» **Data extract**:
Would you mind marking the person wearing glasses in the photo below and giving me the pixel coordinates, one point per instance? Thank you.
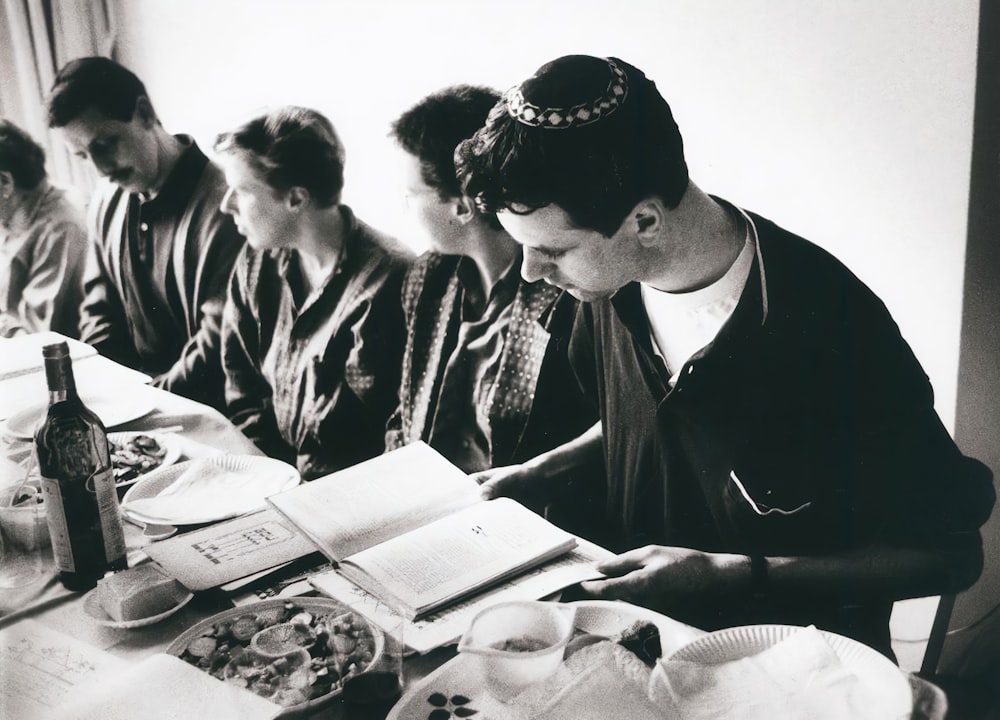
(312, 332)
(43, 243)
(772, 450)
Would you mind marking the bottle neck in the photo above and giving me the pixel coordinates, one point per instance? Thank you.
(59, 375)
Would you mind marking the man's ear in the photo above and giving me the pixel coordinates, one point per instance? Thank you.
(463, 209)
(144, 111)
(298, 197)
(6, 184)
(648, 218)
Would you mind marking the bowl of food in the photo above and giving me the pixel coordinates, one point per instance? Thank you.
(296, 653)
(515, 644)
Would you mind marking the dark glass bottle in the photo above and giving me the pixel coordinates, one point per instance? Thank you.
(77, 481)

» **Task directions**: All the records need to be retyped word for word, except for the pictures.

» **Exercise output**:
Would you mind marking the person wearing glasses in the photo below and giving me the pixel coordinates, one point per instance? Thank you.
(312, 332)
(43, 243)
(772, 450)
Would you mind marking the bottle neck in the photo above and giving me the pixel coordinates, one point per instance? Thank you.
(59, 375)
Would you mind marking the man's ear in the photo above and giving me the pixel coordinates, one point per instance? Thank you.
(463, 209)
(144, 111)
(298, 197)
(6, 184)
(648, 218)
Would you mind marking the bowl of food in the photo above and giving me the pixel coordinates, one point per instance? Thank you.
(296, 653)
(515, 644)
Would you mind marking the dark glass bottle in the photo above and giving me the pixel coordinates, one point per instance? Thank you.
(77, 481)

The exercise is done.